:: Records to use

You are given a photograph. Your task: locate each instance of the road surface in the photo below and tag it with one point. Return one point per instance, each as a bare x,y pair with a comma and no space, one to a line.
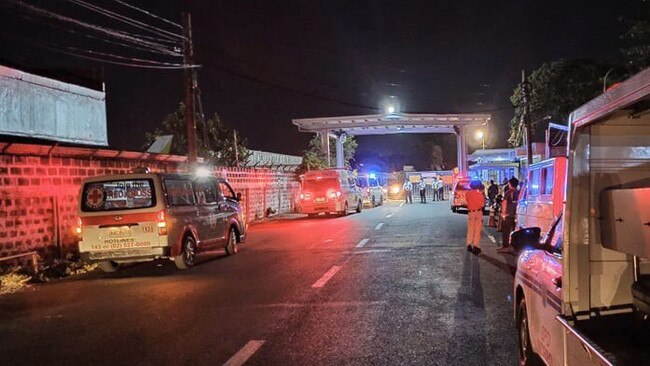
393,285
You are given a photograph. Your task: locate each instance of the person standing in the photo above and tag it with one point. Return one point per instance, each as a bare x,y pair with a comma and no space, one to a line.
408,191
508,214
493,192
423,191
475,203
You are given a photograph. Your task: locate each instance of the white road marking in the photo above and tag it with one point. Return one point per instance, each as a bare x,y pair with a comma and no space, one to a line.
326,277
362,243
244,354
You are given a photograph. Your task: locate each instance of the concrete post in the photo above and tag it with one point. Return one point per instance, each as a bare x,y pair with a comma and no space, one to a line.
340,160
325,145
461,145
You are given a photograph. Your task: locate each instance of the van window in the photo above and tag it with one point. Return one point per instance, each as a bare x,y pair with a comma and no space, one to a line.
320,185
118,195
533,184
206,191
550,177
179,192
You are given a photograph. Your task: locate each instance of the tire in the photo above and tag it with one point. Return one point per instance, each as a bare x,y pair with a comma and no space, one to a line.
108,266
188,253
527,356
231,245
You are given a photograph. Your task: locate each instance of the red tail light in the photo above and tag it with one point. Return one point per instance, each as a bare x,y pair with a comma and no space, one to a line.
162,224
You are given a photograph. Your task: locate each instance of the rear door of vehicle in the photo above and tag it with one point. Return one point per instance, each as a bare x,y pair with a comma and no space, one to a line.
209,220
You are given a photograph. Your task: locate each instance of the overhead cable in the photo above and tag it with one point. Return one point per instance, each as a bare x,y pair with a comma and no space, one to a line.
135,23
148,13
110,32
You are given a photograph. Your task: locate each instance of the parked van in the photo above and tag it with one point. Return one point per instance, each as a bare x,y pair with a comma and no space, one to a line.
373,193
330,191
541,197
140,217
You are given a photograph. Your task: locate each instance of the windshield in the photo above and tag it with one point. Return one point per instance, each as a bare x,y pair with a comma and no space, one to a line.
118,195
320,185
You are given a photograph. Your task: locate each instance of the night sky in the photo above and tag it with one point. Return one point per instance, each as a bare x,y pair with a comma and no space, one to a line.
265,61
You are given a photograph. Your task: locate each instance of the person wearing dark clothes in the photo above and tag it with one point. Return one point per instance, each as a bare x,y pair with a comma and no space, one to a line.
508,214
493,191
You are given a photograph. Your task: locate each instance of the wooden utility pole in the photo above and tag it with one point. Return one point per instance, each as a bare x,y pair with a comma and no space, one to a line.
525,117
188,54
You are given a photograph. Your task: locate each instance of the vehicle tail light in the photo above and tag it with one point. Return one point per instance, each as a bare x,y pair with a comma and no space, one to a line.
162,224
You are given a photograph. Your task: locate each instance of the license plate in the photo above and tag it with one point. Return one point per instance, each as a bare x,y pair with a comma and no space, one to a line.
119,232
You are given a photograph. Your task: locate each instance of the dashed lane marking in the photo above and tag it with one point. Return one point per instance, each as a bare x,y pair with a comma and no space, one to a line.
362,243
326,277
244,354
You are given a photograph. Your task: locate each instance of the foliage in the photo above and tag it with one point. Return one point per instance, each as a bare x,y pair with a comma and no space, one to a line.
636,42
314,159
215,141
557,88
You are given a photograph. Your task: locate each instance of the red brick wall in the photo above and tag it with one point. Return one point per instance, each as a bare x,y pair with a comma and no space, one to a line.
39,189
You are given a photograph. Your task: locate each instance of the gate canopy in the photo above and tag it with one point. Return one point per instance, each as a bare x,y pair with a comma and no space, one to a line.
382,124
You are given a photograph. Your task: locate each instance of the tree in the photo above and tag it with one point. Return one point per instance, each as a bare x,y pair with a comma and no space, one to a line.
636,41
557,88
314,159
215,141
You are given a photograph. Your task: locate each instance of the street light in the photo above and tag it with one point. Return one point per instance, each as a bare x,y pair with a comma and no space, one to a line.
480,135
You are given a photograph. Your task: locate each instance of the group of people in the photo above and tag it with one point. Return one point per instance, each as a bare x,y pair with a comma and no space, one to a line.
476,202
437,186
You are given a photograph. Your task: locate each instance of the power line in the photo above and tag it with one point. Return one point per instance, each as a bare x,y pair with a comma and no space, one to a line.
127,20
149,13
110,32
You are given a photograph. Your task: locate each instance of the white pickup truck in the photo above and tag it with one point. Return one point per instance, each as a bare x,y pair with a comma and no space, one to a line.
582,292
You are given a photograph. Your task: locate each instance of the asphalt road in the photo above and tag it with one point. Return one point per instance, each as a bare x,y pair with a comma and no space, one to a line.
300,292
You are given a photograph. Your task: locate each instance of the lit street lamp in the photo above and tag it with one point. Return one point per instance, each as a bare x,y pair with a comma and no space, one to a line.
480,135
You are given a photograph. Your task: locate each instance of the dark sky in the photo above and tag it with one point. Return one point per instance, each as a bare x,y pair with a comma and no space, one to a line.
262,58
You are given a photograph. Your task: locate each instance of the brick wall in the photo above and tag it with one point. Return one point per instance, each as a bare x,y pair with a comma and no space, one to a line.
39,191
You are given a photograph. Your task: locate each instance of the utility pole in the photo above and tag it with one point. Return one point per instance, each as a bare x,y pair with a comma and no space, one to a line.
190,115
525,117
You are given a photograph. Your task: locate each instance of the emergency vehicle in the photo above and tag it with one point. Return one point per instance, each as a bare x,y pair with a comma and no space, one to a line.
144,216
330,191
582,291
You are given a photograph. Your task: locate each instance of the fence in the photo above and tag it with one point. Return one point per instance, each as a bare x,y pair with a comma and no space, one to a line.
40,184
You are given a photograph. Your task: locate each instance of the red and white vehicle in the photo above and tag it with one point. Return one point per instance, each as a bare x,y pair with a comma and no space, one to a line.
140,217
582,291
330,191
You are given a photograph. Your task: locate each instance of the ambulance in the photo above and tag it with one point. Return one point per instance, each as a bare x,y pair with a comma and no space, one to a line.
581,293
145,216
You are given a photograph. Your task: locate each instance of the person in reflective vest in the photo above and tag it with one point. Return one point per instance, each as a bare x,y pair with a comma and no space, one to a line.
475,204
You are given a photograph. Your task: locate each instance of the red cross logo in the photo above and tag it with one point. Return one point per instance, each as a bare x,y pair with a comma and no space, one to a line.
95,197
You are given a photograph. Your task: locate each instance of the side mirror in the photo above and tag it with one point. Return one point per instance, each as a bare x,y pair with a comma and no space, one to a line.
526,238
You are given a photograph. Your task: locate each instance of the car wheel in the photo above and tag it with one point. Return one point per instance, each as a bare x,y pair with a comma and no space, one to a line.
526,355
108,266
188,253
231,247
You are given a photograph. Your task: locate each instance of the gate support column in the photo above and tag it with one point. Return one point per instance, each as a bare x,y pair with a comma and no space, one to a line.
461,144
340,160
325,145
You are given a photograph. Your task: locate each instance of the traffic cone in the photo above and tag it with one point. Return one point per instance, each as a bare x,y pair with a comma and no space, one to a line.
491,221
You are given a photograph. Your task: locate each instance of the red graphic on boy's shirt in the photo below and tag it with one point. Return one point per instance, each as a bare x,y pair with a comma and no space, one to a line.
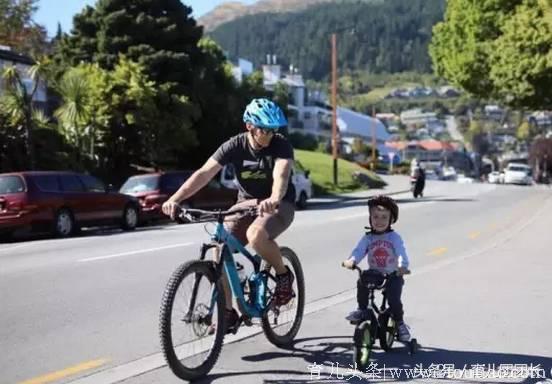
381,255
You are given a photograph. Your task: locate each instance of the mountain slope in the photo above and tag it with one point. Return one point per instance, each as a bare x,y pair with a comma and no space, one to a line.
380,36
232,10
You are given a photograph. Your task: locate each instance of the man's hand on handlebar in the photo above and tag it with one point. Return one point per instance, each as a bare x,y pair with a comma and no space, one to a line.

::::

▶ [What to work on]: Above are records with pictures; repeat the records exactly and leave the pictures out.

▶ [Task solution]:
You are given a photograph. Your task: locate each instance of the road surface in the photo below and tag it with one point. Return one point per instance, each as a bare x,y pair with a comma and no space, one to a line.
393,285
You are given a photograph. Your task: locate each instance of the person standing in the photo above and tag it with one point. Return one point per instance, each as a bare x,y pair with a comma and no space, one to a line.
408,191
508,214
493,192
423,191
475,203
You are given a photograph. Your task: locate each instance of the white road marking in the photo above and tag it with one point. Return one point per instance, each as a bare x,y pair with a comma and no space, one to a line.
326,277
362,243
244,354
You are given a photograph. Your task: locate each instance of the concrete post in the photo above and tag it with one point. Return one point per instance, each as a bare x,y pair with a comma and no space, one to a line.
340,160
325,145
461,145
You are given a photograph. Your task: locate each instance of the van window in the photo above and tag it with one point. Return one point per instance, each as a bare x,y pair with a comma and no space, one to a line.
320,185
118,195
533,184
206,191
550,177
179,192
You are given a photograph. Your task: locate each instance of the tire in the photo above and tag it with one point. Return one point per instance, each as a bare x,y pair with a comma and no space, one to a line.
108,266
188,253
527,356
231,245
You are given a photograph. Your task: locate each instance of the red tail light in the photo above and tag it with one point. Return one point per instance, each as a bare x,y pair with a comma and no space, one to a line.
162,224
You are given a photograph. Your task: locate each instance of the rear door of vehicle in the photo above and tag it with one point. Return one point per instance, each as a bare x,y pair with a comma and no space, one to a line.
209,220
You are given a photograph. Your task: locate each instance of the overhead cable in the photo above and tag it with one point. Return one point per instance, each as a bare x,y pair with a comma and no space, one to a line.
135,23
148,13
110,32
You are given a photograph. Your task: locate each instance of the parked van in the photo above and tag it with one point. Return one point per instance, each as a bare x,y pair with a comma and no space, one to a line.
373,193
330,191
541,197
140,217
You are given a photograph. Your task: locate each instance of the windshield in the photo above and tag it with one point. Return one point per instance, each as a bare x,y pair with a comma and no space, one to a line.
118,195
320,185
You are given a photograph. Your task: locate each instance of the night sky in the photo above and tag it with one point. Return one point per instance, each as a bare x,y pair with a comma and no space, one to a line.
265,61
You are given a photograph. Your task: locate each instance of the person wearing dark clothes in the photo above and tag it with one point. Return one point per instance, each as a bare x,y pair with a comma and no space, one to a line.
508,214
493,191
You are given a photograph. Your task: locate each instance of the wooden utility pole in the photo above and tag it with one point. Return one point per instance, each as a bare x,y pair with a comma and no space, one to a line.
525,117
188,54
You are given a photograph. Your task: locate each instance of the vehicle tail light in the photo above and tag it with one point. Return one point per instance, each as a bare x,y pair with a comma and no space, one to a line.
162,224
You are given a photograph. Your task: locate each instance of the license plate in the photo above and tag it with one point. Return one point per instance, each as a bare x,y pair with a comma and no space, one to a line.
119,232
You are given a photograph. Your task: locate each instance of the dashed lane marking in the photo above and tag it with one point. Return one point per instance, each as a bare x,y pair with a comma and no space, one to a line.
362,243
326,277
244,354
You are given a photograph. Your task: locate each instance of the foliage in the photo above and tag it with one point. Return one point per instance, each as a bare x,y pair with a comma and no space, one to a line.
636,42
314,159
215,141
557,88
You are given a photograph. Your task: locate each instance of the red brick wall in the photo above and tag it with one point. Return one point per instance, each as a bare x,y pair with a comma and no space, one to a line.
39,189
You are given a photograph. Your task: locate each instance of the gate canopy in the photo above and tag it with one point. Return one point per instance, each as a bare x,y pair with a comma and no space, one to a line.
382,124
You are given a photograph. Your task: locate each instance of the tree in the photo above and tag it with one point. Return one point per instance, each as a bare x,y pair with a comma and no space, one to a line.
636,41
557,88
314,159
215,141
You are given a photograph. Your task: locate each instance of the street light in the photo above and tag it with one point. Return one point per instance, each as a bare x,y pair with a comma and no space, one to a line.
480,135
You are given a photograph. Your task: locate each instance of the group of people in the photo above and tag it with one point. Return one point per instance, each as a bare x,y pair with a comma and no space, one to a line.
476,202
437,186
You are given a photograph. Your task: locate each instance of the power line in the photo above and tag it with one point. Return one point per instance, each as a bare x,y pair with a comma and no space, one to a line.
127,20
149,13
110,32
You are given a photograph. Your task: locate each instance of the white pickup truck in the photo above and tag it with one point. Return one point per instance, each as a bare x,y pair with a comma and no space, one to a line.
582,292
You are given a photograph. Your task: locate each instance of the asphalt road in the photo above and tag it with one point. Return one point per instance, each as a bare x,y pair with a comma and no space, one to a line.
300,292
You are given a photograph. Your task: locate each instance of the lit street lamp in the photo above and tag it with one point. Return one point per instance, each as a bare x,y pair with a comma and no space, one to a line.
480,135
You are given a photograph. Your task: locate each instance of the dark sky in the photo above and tag it with one point. Return one point per instance, each as a bare x,y pair with a comma and no space, one to a line.
262,58
You are given a photograph. Your task: locate each instance of the brick wall in the photo above and tag it with one point. Return one point per instance, each as a bare x,y pair with a comma and no space, one to a line.
39,191
You are given a photograph. Your task: locate each instance of the utility pole in the photo above and tag it with one point. Return one point per instance, each as a bare x,y pair with a comma and no space, one to a line.
190,115
525,117
You are given a photograph. Your task: locate each instance of the emergency vehicle in the photo above and tag it with one point. Return one point per instance, each as a bare x,y pair with a comma and no space, one to a line.
144,216
330,191
582,291
You are given a photograph. Your task: locate each instance of the fence in the photo above and tag it with one point. Return one point per instance, each as a bare x,y pair with a comma and no space, one to a line.
40,184
You are given a photograph. Your task: locate each instance of the red and white vehicle in the photo above and tag it with one point. Return one point per instance, each as a bare x,y pair with a comma and no space, one to a line.
140,217
582,291
330,191
You are given a photograph. Your task: locate each instance of the ambulance in the photo above and tag it with one point. Return one point per instance, each as a bare x,y pair with a comma and no space, one to a line.
581,293
145,216
You are given a photograph. Your task: locate each instance of the person in reflective vest in the photo above and tag it with one point. Return one point per instance, each as a bare x,y pair with a comma and no space, one to a line.
475,204
You are given a photograph. Your task: locate each instance of the red cross logo in the photo above and tag it with one point. Return one point per instance, each as a bare x,y pair with a comma and no space, one to a line.
95,197
You are given a photograph. Your task: locate each instance of the side mirror in the photo above and tag it with one point. Return one point per instance, each as a bare x,y pair with a comma and no space, one to a line.
526,238
You are given a photograph. Your task: locate each instance of the car wheel in the photo above and tag it with one point. Return one point per instance, each as a bare x,y pair with a comma and no space, one to a line.
526,355
108,266
188,253
231,247
You are given a photograph. Your task: locate each instance of the gate support column in the photo above and tag it with one point. Return one point per instance, each as a bare x,y pair with a comma and no space, one to a line.
461,144
340,160
325,145
You are given a photograph. Your task: locate each instance of the traffic cone in the photo above and tag it with one point. Return one point per instance, each as a bare x,y pair with a comma and no space, one to a line.
491,221
You are given a photograph. Your task: locate each instance of the red graphic on boy's shirt in the photo below and tag it with one point. Return one point per instance, each as a bare x,y pair with a comma and no space, one to a line.
381,255
You are given a photograph. Your task: locate each instance of the mountain slope in the photo above and tag it with one point. Return one point per instance, each as a bare x,y pair with a comma and no space, one to a line.
380,36
232,10
You are given a photograph. Your task: locate each instance of the man's hand on handlebar in the photo above and tag it with one point. Return one point per instance, each as a bare x,y pair with a comma and no space, one to a line.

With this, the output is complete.